The data =
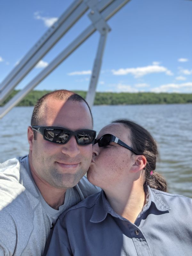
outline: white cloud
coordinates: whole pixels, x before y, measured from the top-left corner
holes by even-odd
[[[155,66],[158,66],[160,65],[160,63],[159,61],[153,61],[152,63],[153,65]]]
[[[83,70],[82,71],[75,71],[74,72],[71,72],[68,73],[68,76],[76,76],[81,75],[91,75],[92,71],[91,70]]]
[[[179,62],[187,62],[188,61],[188,59],[185,59],[185,58],[180,58],[180,59],[178,59],[177,60]]]
[[[44,17],[39,15],[39,12],[36,12],[34,13],[34,18],[36,20],[43,20],[44,25],[49,28],[51,27],[55,22],[57,21],[58,18],[56,17]]]
[[[120,68],[117,70],[112,69],[111,71],[113,74],[115,75],[123,75],[131,74],[136,78],[153,73],[164,72],[168,76],[172,76],[173,75],[172,72],[166,68],[157,65],[129,68]]]
[[[186,77],[185,77],[184,76],[177,76],[175,78],[175,79],[176,80],[184,81],[185,80],[186,80]]]
[[[151,92],[166,92],[171,91],[179,92],[179,90],[184,88],[189,90],[192,89],[192,82],[183,83],[183,84],[163,84],[158,87],[153,88]]]
[[[116,91],[127,92],[137,92],[139,91],[137,89],[133,88],[129,84],[124,84],[119,83],[116,85]]]
[[[180,71],[181,73],[184,75],[192,75],[192,69],[189,70],[188,69],[181,69]]]
[[[75,80],[75,82],[77,83],[82,83],[83,82],[87,82],[90,80],[90,78],[89,77],[83,78],[82,79],[76,79]]]
[[[49,65],[49,63],[42,60],[41,60],[39,61],[35,66],[36,68],[46,68]]]
[[[142,84],[135,84],[135,86],[137,87],[149,87],[150,85],[147,84],[143,83]]]
[[[17,65],[18,65],[18,64],[19,64],[19,63],[20,62],[20,60],[17,60],[17,61],[16,61],[16,62],[15,62],[15,66],[17,66]]]

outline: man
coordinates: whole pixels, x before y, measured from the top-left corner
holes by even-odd
[[[102,190],[60,216],[46,256],[191,256],[192,199],[166,192],[149,132],[117,120],[95,142],[87,178]]]
[[[28,128],[28,156],[0,164],[0,256],[42,255],[58,216],[98,191],[83,177],[92,126],[78,94],[60,90],[38,100]]]

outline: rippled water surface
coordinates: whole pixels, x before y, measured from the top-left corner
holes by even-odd
[[[14,108],[0,119],[0,162],[28,153],[28,126],[33,108]],[[143,126],[157,141],[156,170],[166,178],[169,191],[192,197],[192,104],[95,106],[94,129],[126,118]]]

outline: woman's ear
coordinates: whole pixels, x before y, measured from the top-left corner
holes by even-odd
[[[130,170],[131,172],[137,172],[143,169],[147,164],[146,157],[142,155],[136,155],[135,157],[135,162]]]

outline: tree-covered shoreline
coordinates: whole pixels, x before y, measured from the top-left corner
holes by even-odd
[[[15,90],[1,105],[3,106],[18,92]],[[33,106],[37,100],[50,91],[33,91],[17,105]],[[84,91],[73,91],[85,99]],[[160,92],[96,92],[94,105],[126,105],[143,104],[171,104],[192,103],[192,93]]]

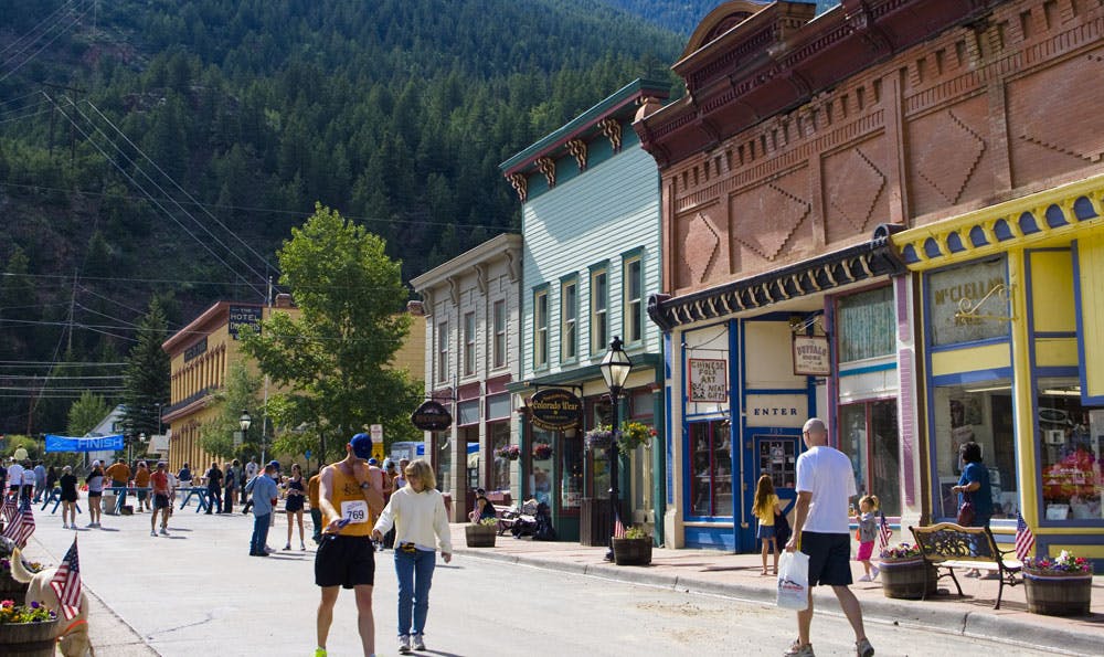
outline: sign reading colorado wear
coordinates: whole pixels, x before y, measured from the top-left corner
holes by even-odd
[[[411,422],[422,431],[445,431],[453,426],[453,415],[439,402],[431,400],[411,414]],[[382,437],[382,427],[380,434]]]
[[[529,398],[528,406],[533,426],[544,431],[575,428],[583,414],[583,402],[561,388],[538,390]]]

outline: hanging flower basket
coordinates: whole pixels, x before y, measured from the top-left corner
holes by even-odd
[[[608,449],[616,436],[608,425],[599,424],[583,435],[583,446],[586,449]]]
[[[1087,559],[1062,553],[1023,562],[1023,586],[1028,611],[1048,616],[1087,616],[1092,602],[1093,564]]]
[[[495,451],[495,456],[499,458],[505,458],[507,460],[518,460],[521,458],[521,447],[517,445],[507,445],[506,447],[499,447]]]

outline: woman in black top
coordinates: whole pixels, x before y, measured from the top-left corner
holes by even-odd
[[[54,473],[54,468],[50,468],[50,473]],[[62,527],[76,529],[76,475],[73,474],[73,468],[63,467],[57,484],[62,487]],[[53,484],[50,485],[50,490],[53,490]]]
[[[219,506],[219,512],[222,513],[222,470],[219,469],[219,464],[212,463],[211,469],[208,470],[208,516],[211,515],[211,509],[215,505]]]
[[[299,464],[291,464],[291,478],[287,480],[287,492],[284,496],[284,510],[287,511],[287,543],[285,550],[291,549],[291,531],[295,529],[295,521],[299,521],[299,549],[306,550],[307,544],[302,541],[302,500],[307,487],[304,486],[302,470]]]

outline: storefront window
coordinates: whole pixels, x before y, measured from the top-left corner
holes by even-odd
[[[1019,511],[1019,473],[1016,467],[1016,428],[1012,416],[1012,384],[1007,379],[941,385],[934,394],[935,463],[938,475],[942,518],[953,518],[958,496],[951,487],[958,484],[963,464],[958,459],[964,443],[981,446],[981,462],[989,470],[992,487],[992,517],[1016,518]]]
[[[732,516],[732,443],[729,424],[690,424],[690,500],[694,516]]]
[[[1075,379],[1040,379],[1036,414],[1047,520],[1101,520],[1104,411],[1081,406]]]
[[[901,515],[896,400],[848,404],[839,410],[840,452],[851,459],[859,495],[874,495],[887,516]]]
[[[495,422],[487,425],[490,431],[491,456],[498,454],[499,449],[510,445],[510,423]],[[495,468],[491,471],[491,485],[489,488],[500,491],[510,490],[510,460],[501,456],[493,456]]]

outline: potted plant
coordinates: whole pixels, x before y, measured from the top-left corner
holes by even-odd
[[[1054,558],[1023,562],[1028,611],[1048,616],[1087,616],[1092,601],[1093,564],[1062,550]]]
[[[640,424],[639,422],[626,421],[622,423],[620,438],[617,441],[617,446],[622,454],[628,454],[640,445],[650,447],[651,438],[655,435],[656,430],[650,426]]]
[[[42,603],[0,601],[0,655],[53,657],[57,614]]]
[[[614,563],[648,565],[651,563],[651,536],[643,527],[629,527],[625,538],[614,538]]]
[[[480,518],[464,528],[464,538],[469,548],[493,548],[497,528],[497,518]]]
[[[552,458],[552,445],[548,443],[533,445],[533,460],[548,460],[550,458]]]
[[[521,447],[517,445],[507,445],[506,447],[499,447],[495,451],[495,456],[499,458],[505,458],[507,460],[518,460],[521,457]]]
[[[583,434],[583,446],[586,449],[608,449],[616,436],[608,424],[599,424]]]
[[[878,557],[882,593],[885,597],[920,600],[935,593],[940,575],[935,566],[924,561],[920,547],[898,543]]]

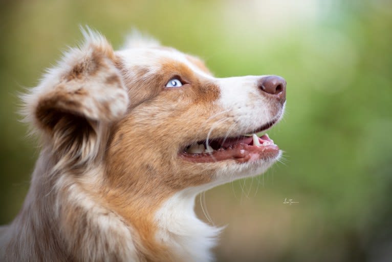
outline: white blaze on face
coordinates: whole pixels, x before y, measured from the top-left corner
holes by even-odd
[[[257,82],[266,76],[247,76],[219,78],[221,88],[218,102],[224,111],[227,111],[237,122],[239,132],[256,129],[273,120],[271,105],[262,94]]]

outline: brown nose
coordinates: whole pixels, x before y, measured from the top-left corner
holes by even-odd
[[[263,92],[274,95],[284,102],[286,97],[286,81],[277,75],[262,77],[258,80],[258,87]]]

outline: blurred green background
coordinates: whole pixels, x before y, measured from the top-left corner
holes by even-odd
[[[135,27],[217,76],[287,80],[285,117],[269,132],[284,159],[202,199],[227,225],[219,261],[392,261],[390,1],[0,3],[1,224],[17,213],[37,156],[18,92],[78,43],[79,25],[117,47]]]

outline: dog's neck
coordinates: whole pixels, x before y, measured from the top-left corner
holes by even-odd
[[[221,229],[197,218],[194,211],[198,191],[187,189],[166,200],[156,215],[157,239],[184,261],[210,261],[210,250]]]
[[[111,254],[111,250],[118,250],[116,253],[118,256],[116,257],[117,258],[120,260],[123,258],[124,260],[130,258],[132,260],[138,261],[140,258],[138,255],[139,252],[137,250],[139,248],[135,246],[134,237],[135,235],[132,233],[136,233],[138,229],[132,228],[122,218],[94,201],[82,188],[78,186],[78,184],[69,180],[71,176],[60,176],[62,180],[61,184],[66,185],[65,188],[60,188],[60,191],[63,191],[62,196],[58,194],[60,193],[56,193],[56,190],[48,188],[43,190],[42,188],[46,188],[49,185],[43,183],[41,175],[48,174],[50,169],[49,166],[50,164],[53,164],[42,161],[44,159],[48,159],[48,157],[40,157],[37,163],[33,175],[32,183],[34,185],[30,189],[21,212],[23,215],[15,219],[9,229],[8,236],[11,238],[10,240],[17,237],[25,224],[34,224],[34,226],[31,228],[38,231],[32,231],[29,234],[37,235],[38,233],[42,233],[40,230],[45,229],[42,226],[45,223],[51,221],[50,223],[53,223],[60,219],[61,212],[67,211],[67,214],[72,214],[67,217],[71,220],[58,220],[56,222],[57,225],[54,225],[52,227],[62,228],[64,225],[74,225],[61,233],[66,234],[62,239],[71,245],[71,249],[74,250],[74,252],[79,253],[81,257],[85,255],[86,257],[95,257],[97,260],[100,260],[108,257],[107,256]],[[54,186],[52,185],[52,187]],[[157,229],[156,240],[159,244],[165,247],[170,257],[176,258],[176,260],[208,261],[212,260],[210,249],[215,245],[215,238],[221,229],[209,226],[198,218],[195,214],[195,198],[199,193],[206,189],[187,189],[175,193],[163,203],[155,215]],[[61,199],[61,202],[57,203],[61,204],[58,206],[55,203],[56,199]],[[50,203],[48,202],[49,200]],[[48,209],[49,207],[56,208]],[[64,210],[61,211],[56,209],[58,208]],[[83,217],[89,220],[85,221],[85,224],[79,221],[80,218]],[[76,220],[73,220],[74,218]],[[63,224],[64,223],[66,224]],[[83,226],[84,225],[88,226]],[[83,246],[88,248],[88,250],[83,251],[82,247],[74,246],[72,244],[80,241],[78,238],[80,237],[82,233],[83,239],[86,239]],[[54,233],[54,238],[50,242],[57,243],[58,239],[55,237],[58,235],[59,234]],[[99,235],[105,237],[98,237]],[[95,239],[101,241],[90,242]],[[37,240],[35,239],[34,241]],[[33,247],[29,244],[30,242],[28,239],[23,241],[21,246],[26,252],[19,254],[18,257],[26,258],[29,253],[33,255],[39,253],[38,247]],[[15,247],[15,254],[19,250],[17,248]],[[51,255],[54,260],[63,257],[68,252],[60,247],[51,246],[50,248],[56,250]],[[106,250],[107,248],[108,250]]]

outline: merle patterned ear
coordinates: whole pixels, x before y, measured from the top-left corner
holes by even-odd
[[[49,135],[57,150],[92,150],[100,126],[120,118],[128,107],[112,46],[98,33],[88,29],[83,33],[82,46],[71,49],[38,86],[23,97],[27,120]]]

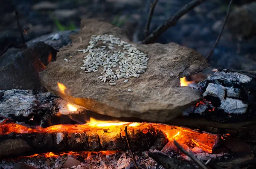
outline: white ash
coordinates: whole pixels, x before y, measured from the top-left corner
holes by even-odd
[[[221,85],[210,83],[203,95],[204,97],[207,95],[216,97],[218,97],[221,100],[223,100],[225,98],[225,87]]]
[[[96,44],[101,41],[103,45],[96,48]],[[119,38],[106,34],[93,35],[86,49],[78,51],[87,53],[81,69],[86,73],[95,72],[102,66],[102,78],[99,78],[102,82],[110,81],[110,84],[115,85],[114,82],[122,78],[139,77],[147,68],[149,59],[147,55]]]
[[[244,113],[248,108],[248,105],[243,103],[242,100],[229,97],[221,100],[221,103],[219,109],[223,109],[224,112],[228,113]]]
[[[60,143],[63,140],[64,137],[64,134],[61,132],[58,132],[57,133],[56,137],[56,143],[57,144],[59,145]]]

What to work on = Copy verbatim every line from the one containing "outline: white ash" through the final line of the items, including both of those lines.

Exercise output =
outline: white ash
coordinates: whole pixels, x before y, measured from the top-left corner
holes by even-odd
[[[221,85],[210,83],[203,95],[204,97],[207,95],[216,97],[218,97],[221,100],[223,100],[225,98],[225,87]]]
[[[96,44],[101,41],[103,45],[96,48]],[[119,38],[106,34],[93,35],[86,49],[78,51],[87,53],[81,69],[86,73],[95,72],[102,66],[102,78],[99,78],[102,82],[110,81],[110,84],[115,85],[114,82],[122,78],[139,77],[147,68],[149,59],[147,55]]]
[[[244,113],[248,108],[248,105],[243,103],[242,100],[229,97],[221,100],[221,103],[219,109],[223,109],[224,112],[228,113]]]
[[[60,143],[63,140],[64,137],[64,134],[61,132],[58,132],[57,133],[56,137],[56,143],[57,144],[59,145]]]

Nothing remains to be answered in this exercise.